-------- SUPPLIED PASSAGE

Canavan’s ‘Avatar’ and the War of Genres

Just a bit of Gerry Canavan on Avatar and the question of genre, re science fiction

In the beginning Avatar seems to situate itself firmly within this generic mode, with a group of scientists and mercenaries from Earth who have arrived on Pandora in spaceships to study the natives and drill for valuable minerals (not necessarily in that order). But by the end, while Avatar certainly remains an alternative to our empirical environment, it no longer operates as any kind of framework. Neither the biological/ecological systems present on the planet Pandora, nor the ability of our biological structures and technological apparatuses to interface with them, are remotely plausible from the perspective of either evolutionary biology or cognitive science without inventing some sort of massive hidden backstory for the Na’vi that involves incredible prehistoric genetic engineering on the planetary scale—and really not even then. (And of course Fridge Logic just makes it worse.)

In Suvinian/Freedmanian terms, then, Avatar isn’t really science fiction at all, because the type of imagination involved in its reception isn’t cognition. And by the end of the film any pretense of scientific plausibility or internal logical coherence has been abandoned altogether: telepathy and transmigration of souls are real, MechWarriors pull Bowie knives from their belts, and not even gravity seems to work anymore.

The overall critique here makes sense. As I watched the film I never considered the genre really as science fiction but as straight forward “fantasy” as magic or “faith” is the core logic of the narrative.

3 thoughts on “Canavan’s ‘Avatar’ and the War of Genres

  1. Steve Post author

    Right. Pandora. Hm. Let’s call it Pandora. Can you imagine this discussion in the writer’s room and someone not speaking up and saying, “Hm, excuse me.”

  2. Andreas

    Its probably because Cameron got many ideas from a Frank Herbert novel .. look at this:

    “The surface of the planet Pandora is 80% seas in which lives a type of kelp which appears to be sentient. The land is populated by a number of predators who are efficient killers requiring people on the planet surface to adapt to a highly stressful lifestyle living within a fortress. The main fortress is known as Colony, a small city that is predominately underground.

    The planet Pandora itself with its non-human inhabitants is another main character of the book, echoing a strong version of the Gaia Hypothesis. As the book progresses, the reader discovers that the kelp, the hylighters, and other creatures of the planet appear to be linked into a large entity with a shared consciousness, Avata.”

----------------

- [PROBLEM SET]
1: The post on Avatar and genre says that by the end of the film any scientific plausibility or internal logical coherence has been abandoned. List the signs of this that it gives.
2: Copy the part of the post on Avatar and genre that starts at "In Suvinian/Freedmanian terms, then, Avatar" and ends at "of the narrative.".

-------- EXTRACTED INFORMATION

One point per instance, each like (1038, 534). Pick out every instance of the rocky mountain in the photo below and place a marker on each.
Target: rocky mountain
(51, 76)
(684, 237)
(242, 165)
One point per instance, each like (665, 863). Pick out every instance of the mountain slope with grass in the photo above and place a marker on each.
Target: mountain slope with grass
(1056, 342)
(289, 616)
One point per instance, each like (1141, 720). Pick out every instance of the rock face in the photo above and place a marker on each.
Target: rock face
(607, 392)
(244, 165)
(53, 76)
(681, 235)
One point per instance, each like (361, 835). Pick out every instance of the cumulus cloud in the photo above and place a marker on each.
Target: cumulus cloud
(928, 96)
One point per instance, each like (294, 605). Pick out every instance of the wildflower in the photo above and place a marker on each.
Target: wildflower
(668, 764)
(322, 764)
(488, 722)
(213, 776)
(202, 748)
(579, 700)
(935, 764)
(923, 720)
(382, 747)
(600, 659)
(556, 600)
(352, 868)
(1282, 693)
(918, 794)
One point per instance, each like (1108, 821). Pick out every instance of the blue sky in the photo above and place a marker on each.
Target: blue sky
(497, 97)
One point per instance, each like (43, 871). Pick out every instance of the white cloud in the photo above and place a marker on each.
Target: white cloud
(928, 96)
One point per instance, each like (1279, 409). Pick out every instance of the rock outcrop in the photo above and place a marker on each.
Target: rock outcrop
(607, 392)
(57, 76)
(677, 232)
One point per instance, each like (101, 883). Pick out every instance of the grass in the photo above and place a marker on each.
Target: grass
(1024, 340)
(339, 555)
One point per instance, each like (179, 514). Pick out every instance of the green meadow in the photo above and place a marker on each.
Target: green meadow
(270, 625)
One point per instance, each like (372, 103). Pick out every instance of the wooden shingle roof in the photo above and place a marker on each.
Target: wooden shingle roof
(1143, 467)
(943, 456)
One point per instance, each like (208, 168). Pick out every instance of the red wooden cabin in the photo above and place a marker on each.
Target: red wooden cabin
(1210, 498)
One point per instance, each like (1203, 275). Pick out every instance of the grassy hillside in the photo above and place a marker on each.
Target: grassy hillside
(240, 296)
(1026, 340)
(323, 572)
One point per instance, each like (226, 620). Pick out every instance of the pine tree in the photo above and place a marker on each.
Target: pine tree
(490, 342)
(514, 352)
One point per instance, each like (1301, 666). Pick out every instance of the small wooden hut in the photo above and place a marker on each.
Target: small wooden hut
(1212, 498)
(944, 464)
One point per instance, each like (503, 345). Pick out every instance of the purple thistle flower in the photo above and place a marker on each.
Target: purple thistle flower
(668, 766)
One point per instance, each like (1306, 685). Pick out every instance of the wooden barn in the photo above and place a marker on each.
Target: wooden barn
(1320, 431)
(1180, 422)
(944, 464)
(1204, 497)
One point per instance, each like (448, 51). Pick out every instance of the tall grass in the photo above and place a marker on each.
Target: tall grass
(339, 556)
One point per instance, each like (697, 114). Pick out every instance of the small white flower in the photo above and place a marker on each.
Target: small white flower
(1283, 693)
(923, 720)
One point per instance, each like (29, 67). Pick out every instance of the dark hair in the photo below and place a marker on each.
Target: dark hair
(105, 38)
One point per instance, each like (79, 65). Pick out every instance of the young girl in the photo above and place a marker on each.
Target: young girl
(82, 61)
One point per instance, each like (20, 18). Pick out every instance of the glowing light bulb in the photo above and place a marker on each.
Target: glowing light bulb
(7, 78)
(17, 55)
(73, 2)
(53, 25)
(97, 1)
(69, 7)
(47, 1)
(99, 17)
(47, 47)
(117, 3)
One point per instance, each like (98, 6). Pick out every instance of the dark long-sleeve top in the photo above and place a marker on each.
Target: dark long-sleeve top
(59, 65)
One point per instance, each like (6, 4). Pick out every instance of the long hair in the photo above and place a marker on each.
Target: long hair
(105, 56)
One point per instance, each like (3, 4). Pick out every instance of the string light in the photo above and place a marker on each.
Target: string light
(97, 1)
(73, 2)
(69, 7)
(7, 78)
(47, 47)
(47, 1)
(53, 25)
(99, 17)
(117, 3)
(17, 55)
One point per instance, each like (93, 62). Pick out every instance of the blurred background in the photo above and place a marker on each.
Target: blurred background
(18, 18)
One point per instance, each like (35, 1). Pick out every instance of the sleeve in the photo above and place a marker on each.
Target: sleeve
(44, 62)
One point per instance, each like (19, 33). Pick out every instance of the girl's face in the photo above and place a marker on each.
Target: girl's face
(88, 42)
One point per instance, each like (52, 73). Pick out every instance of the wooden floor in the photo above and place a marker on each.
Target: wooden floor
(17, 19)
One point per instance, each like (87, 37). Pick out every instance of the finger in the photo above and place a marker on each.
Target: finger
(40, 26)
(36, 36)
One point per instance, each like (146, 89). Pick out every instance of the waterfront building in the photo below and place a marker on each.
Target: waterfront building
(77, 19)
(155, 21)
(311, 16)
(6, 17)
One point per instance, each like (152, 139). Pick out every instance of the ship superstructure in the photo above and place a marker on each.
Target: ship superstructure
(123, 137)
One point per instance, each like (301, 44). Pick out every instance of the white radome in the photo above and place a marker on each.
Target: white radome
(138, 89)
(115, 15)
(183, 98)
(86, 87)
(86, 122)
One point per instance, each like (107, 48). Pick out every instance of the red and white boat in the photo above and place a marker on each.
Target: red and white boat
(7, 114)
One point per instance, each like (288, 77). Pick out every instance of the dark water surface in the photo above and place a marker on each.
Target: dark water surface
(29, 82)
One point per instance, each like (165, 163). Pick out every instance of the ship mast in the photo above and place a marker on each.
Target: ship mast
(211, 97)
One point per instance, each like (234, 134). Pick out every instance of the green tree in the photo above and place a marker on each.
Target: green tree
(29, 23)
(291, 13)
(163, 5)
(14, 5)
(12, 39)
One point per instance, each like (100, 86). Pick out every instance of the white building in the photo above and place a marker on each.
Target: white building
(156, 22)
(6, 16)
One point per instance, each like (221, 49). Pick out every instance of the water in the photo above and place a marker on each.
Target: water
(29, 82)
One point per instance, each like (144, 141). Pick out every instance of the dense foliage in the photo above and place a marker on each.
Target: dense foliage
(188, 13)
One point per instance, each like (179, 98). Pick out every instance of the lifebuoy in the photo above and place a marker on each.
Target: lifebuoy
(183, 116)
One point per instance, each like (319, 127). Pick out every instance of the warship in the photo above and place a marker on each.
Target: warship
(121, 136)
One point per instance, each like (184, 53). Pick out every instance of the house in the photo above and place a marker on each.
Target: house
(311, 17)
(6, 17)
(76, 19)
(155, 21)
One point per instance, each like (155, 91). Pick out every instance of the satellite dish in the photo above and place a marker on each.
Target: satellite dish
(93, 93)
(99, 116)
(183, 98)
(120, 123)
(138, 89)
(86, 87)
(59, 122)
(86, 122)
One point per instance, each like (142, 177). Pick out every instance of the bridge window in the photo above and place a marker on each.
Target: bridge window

----------------

- [ANSWERS TO THE EXERCISES]
1:
- Telepathy and transmigration of souls are real.
- MechWarriors pull Bowie knives from their belts.
- Not even gravity seems to work anymore.

2:
In Suvinian/Freedmanian terms, then, Avatar isn’t really science fiction at all, because the type of imagination involved in its reception isn’t cognition. And by the end of the film any pretense of scientific plausibility or internal logical coherence has been abandoned altogether: telepathy and transmigration of souls are real, MechWarriors pull Bowie knives from their belts, and not even gravity seems to work anymore.

The overall critique here makes sense. As I watched the film I never considered the genre really as science fiction but as straight forward “fantasy” as magic or “faith” is the core logic of the narrative.